Rewrite the listing below, replacing "warehouse roof" with "factory roof" everywhere and leaving all other text unchanged.
-- Input data start --
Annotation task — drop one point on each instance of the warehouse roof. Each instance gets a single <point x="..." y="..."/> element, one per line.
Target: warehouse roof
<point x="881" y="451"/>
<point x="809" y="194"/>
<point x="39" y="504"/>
-- Input data end --
Task result -
Annotation task — drop one point on each instance of the factory roof. Each instance gets a single <point x="..." y="..."/> element, one per line.
Target: factory roof
<point x="881" y="451"/>
<point x="809" y="194"/>
<point x="39" y="504"/>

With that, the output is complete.